### [Work required]
Reproduce every line of the records below, requests included, scaling each point coordinate in the answers by 1.65 and rounding to the nearest whole number, with halves rounded up. Leave the numbers in the requests unchanged.

### [Data for the task]
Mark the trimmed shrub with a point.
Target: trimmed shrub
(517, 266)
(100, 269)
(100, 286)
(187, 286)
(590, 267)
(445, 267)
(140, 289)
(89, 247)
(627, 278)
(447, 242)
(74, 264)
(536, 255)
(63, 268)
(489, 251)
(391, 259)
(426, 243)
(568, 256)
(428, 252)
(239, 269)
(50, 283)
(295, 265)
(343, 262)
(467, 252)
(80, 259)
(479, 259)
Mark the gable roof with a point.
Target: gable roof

### [Solution below]
Mark the trimmed shrub with a point.
Target: trimmed shrub
(853, 439)
(165, 444)
(165, 472)
(309, 472)
(974, 441)
(734, 441)
(231, 477)
(147, 408)
(1035, 459)
(738, 399)
(122, 436)
(884, 421)
(104, 442)
(807, 414)
(645, 427)
(703, 401)
(937, 422)
(706, 416)
(394, 444)
(83, 467)
(487, 437)
(566, 432)
(771, 416)
(132, 427)
(790, 427)
Mark the gable roof with a point.
Target: gable roof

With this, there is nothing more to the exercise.